→ 文書抜粋
でも、これはやはりずるいですよね(笑)。編曲家・松任谷正隆のすべてが詰まってますよ。

佐藤

さすがの構成力。

酒井

あんバタートーストの時は、バターを塗るのではなく、のせるのが好き。均等の味にしないで、ムラを作りたいんです。

エッセイスト・酒井順子、クリエイティブディレクター・佐藤可士和
久しぶりの顔合わせに話も弾む。酒井さんの高校時代の楽しみ、和菓子作りに驚く佐藤さん。

世界の中心であんこを叫ぶ?2022年あんこの旅?

———では、そろそろ、みなさんに総論をお願いします。

秋元

あんこは、豆のおいしさに尽きると思います。かつて〈京味〉の西健一郎さんが、時々、丹波の小豆でほとんど砂糖を入れないぜんざいを作ってくれたんです。つまり、究極の豆のおいしさを味わわせてくれた。それを思い出しました。

あんこのおいしさは豆のおいしさに尽きるんだけれど、同時に、その豆のおいしさに、例えば、揚最中の皮の塩味とかバターの塩味、パンのサクサク感やフルーツとかを合わせる、といった、職人さんたちの努力で新しいおいしさが生まれている。

和菓子はあんこが中心です。いや、世界の中心はあんこなのです(笑)。
意外だったのは、可士和さんのかき混ぜたあんみつ。僕は〈おかめ〉でも〈梅むら〉でも、あんみつは混ぜない派。あの「混ぜる」というのは、新しい宇宙でしたね。

松任谷

和菓子は研究途上。まだまだ氷山の一角をさまよっているような状態です。もともとは、こしあん派だったんだけど、今回、あらゆるあんこと格闘して、少しつぶあん派に傾いています。

さっきも言ったけど、小豆の皮の渋味にはまっています。そこに極意があるような気がする。しばらく、あんこの旅に出てみようと思います。

酒井

子供の頃、母の作るあんこはつぶあんでしたが、ある時、〈銀座立田野〉で御膳汁粉を食べて、そのおいしさに衝撃を受けた。それ以来、こしあん派です。

私もあんこは、中心として常にあるもの。それに、炭水化物とか動物性脂肪とか果物とか、何をプラスするかによって、保守にも革新にもなりますよね。そして、久しぶりに和菓子作りの楽しさを思い出しました。また、作ってみようかな……。

佐藤

皆さんの表現を見せていただいて、面白かった。個性が出てましたよね。正隆さんのトーストに、プロデューサーの真骨頂を見ましたし、酒井さんとは付き合いが長いのに、和菓子少女のエピソード、初めて知りました。

4人

いやいや、楽しかったです。ありがとうございました。

作詞家・秋元康 音楽プロデューサー・松任谷正  エッセイスト・酒井順子 クリエイティブディレクター・佐藤可士和
まるで同窓生のような4人。あんこをめぐる冒険は続く⁉もっといろいろ試食してほしいな。

→ 資料

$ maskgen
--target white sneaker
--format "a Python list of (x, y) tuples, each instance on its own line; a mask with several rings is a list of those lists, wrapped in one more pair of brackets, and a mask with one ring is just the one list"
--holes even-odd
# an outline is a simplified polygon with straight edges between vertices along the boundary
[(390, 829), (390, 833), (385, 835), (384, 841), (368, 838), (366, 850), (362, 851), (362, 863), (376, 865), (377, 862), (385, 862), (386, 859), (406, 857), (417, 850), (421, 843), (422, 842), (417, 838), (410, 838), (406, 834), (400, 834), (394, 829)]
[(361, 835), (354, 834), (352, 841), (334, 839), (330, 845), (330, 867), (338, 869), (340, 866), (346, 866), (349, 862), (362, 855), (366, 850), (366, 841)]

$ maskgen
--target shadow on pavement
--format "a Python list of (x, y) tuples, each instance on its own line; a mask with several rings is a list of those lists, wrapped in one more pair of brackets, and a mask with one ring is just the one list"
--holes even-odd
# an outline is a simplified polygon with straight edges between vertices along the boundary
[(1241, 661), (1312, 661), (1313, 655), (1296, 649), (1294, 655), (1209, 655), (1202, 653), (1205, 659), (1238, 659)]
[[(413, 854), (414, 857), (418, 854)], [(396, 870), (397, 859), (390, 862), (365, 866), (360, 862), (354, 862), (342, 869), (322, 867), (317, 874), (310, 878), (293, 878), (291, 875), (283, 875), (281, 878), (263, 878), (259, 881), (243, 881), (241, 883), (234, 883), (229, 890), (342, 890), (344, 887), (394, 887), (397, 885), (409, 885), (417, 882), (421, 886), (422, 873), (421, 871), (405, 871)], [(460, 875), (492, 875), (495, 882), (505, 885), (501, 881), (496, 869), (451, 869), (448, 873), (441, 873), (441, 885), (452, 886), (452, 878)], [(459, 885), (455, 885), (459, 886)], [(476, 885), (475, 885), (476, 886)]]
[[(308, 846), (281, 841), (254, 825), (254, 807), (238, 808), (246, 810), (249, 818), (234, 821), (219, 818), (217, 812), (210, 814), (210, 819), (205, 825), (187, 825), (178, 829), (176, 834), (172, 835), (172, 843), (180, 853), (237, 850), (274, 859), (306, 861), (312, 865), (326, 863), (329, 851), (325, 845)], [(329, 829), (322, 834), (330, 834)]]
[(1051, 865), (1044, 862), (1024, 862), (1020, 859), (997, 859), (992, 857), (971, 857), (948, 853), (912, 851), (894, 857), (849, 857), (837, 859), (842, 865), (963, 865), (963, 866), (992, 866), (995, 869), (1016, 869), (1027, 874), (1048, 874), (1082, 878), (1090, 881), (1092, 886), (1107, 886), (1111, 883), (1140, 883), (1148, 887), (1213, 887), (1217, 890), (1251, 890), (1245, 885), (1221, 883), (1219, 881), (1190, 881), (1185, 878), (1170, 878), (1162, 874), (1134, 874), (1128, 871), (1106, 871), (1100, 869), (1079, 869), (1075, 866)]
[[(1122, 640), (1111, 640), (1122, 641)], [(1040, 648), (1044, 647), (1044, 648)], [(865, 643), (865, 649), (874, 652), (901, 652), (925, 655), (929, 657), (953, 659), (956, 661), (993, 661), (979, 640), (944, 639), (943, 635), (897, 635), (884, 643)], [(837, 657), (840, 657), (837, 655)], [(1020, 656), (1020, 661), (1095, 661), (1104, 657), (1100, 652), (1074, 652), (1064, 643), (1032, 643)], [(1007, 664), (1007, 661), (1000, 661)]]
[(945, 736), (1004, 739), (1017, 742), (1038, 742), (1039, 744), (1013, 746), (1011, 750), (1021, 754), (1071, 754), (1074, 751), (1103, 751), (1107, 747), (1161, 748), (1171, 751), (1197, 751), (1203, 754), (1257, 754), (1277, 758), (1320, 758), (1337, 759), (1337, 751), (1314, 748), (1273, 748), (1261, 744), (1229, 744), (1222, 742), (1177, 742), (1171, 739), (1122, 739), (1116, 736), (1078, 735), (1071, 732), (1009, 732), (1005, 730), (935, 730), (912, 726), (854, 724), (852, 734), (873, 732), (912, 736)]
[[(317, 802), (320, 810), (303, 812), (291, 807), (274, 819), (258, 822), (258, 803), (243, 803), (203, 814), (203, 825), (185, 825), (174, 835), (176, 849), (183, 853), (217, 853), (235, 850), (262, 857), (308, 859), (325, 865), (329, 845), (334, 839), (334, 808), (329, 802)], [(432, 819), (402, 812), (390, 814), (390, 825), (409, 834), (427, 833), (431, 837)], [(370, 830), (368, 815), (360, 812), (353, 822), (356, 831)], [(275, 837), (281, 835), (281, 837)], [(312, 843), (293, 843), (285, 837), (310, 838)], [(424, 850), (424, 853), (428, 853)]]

→ 演習課題
1 - レコードの先頭行から"850), (366, 841)]"を含む行までを両端も含めて一行も省かずに再掲し、頂点座標のすべての数値に-142を加えてください。
2 - あんこをめぐる対談を、最後の文のあとから書き足して延ばしてください。
あんこをめぐる対談とレコードは、それぞれ別の出典から取られている。

→ 解答例
1 -
$ maskgen
--target white sneaker
--format "a Python list of (x, y) tuples, each instance on its own line; a mask with several rings is a list of those lists, wrapped in one more pair of brackets, and a mask with one ring is just the one list"
--holes even-odd
# an outline is a simplified polygon with straight edges between vertices along the boundary
[(248, 687), (248, 691), (243, 693), (242, 699), (226, 696), (224, 708), (220, 709), (220, 721), (234, 723), (235, 720), (243, 720), (244, 717), (264, 715), (275, 708), (279, 701), (280, 700), (275, 696), (268, 696), (264, 692), (258, 692), (252, 687)]
[(219, 693), (212, 692), (210, 699), (192, 697), (188, 703), (188, 725), (196, 727), (198, 724), (204, 724), (207, 720), (220, 713), (224, 708), (224, 699)]

2 -
四天王の推しあんこ手みやげデータ

秋元's CHOICE

〈御菓子司 中里〉揚最中、〈トミーズ〉あん食、〈清水屋〉黒大奴
(秋1)〈御菓子司 中里〉の揚最中:北海道十勝産の小豆を練り上げたつぶあんを、上質なゴマ油でカラッと揚げた最中の皮でサンド。最後にふわりとまとわせる伊豆大島産の焼き塩が甘味の中に絶妙な塩味を生む。
(秋2)〈トミーズ〉のあん食:生クリーム入りのリッチな生地に、北海道産小豆を使ったつぶあんを混ぜ合わせて食パンに。そのままでも美味だが、トースターでこんがり焼いてバターをのせるのが秋元さん流。
(松3)〈清水屋〉の黒大奴:昆布を練り込んだツヤツヤの羊羹で、滑らかなこしあんをくるんだあん玉。餡には北海道産小豆を使用している。羊羹と餡、トッピングのケシの実の異なる食感も楽しい。

松任谷's CHOICE

〈豆半〉どら焼き、〈松島屋〉の豆大福、究極のあんトーストセット
(松1)〈豆半〉のどら焼き:しっとり軟らかな生地には、味が濃厚な卵「美珠卵」の黄身とバター、醬油、昆布だしを使用。小豆の風味豊かなあんこと味わえば、甘味と旨味の絶妙なバランスを感じられる。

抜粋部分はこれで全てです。